## [REQUIREMENT]
Can you give the lines below again, switching "photograph" to "image" throughout and changing nothing else?

## [INPUT RECORDS]

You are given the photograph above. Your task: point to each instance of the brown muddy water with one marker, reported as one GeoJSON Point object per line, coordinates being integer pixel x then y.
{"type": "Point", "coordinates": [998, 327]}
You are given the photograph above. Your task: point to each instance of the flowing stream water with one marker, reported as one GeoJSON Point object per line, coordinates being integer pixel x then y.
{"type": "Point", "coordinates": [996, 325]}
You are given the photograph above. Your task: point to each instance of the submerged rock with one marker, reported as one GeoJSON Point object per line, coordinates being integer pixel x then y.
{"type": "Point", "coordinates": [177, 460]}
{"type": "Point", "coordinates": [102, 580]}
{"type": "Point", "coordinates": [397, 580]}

## [SOLUTION BELOW]
You are given the image above. Your task: point to each instance of the brown muddy water with one marker, reported as one GeoJSON Point object per line, coordinates being integer pixel x then y.
{"type": "Point", "coordinates": [998, 327]}
You are given the image above. Your task: point to each instance of the flowing stream water with one marker, reported as one GeoJSON Point object per line, coordinates being integer pixel x then y.
{"type": "Point", "coordinates": [996, 325]}
You are given the image above. Your task: point to each instance of the submerged rock with one marker, reported as one GeoJSON Point object per line, coordinates being integer pixel x then y.
{"type": "Point", "coordinates": [177, 460]}
{"type": "Point", "coordinates": [102, 580]}
{"type": "Point", "coordinates": [397, 580]}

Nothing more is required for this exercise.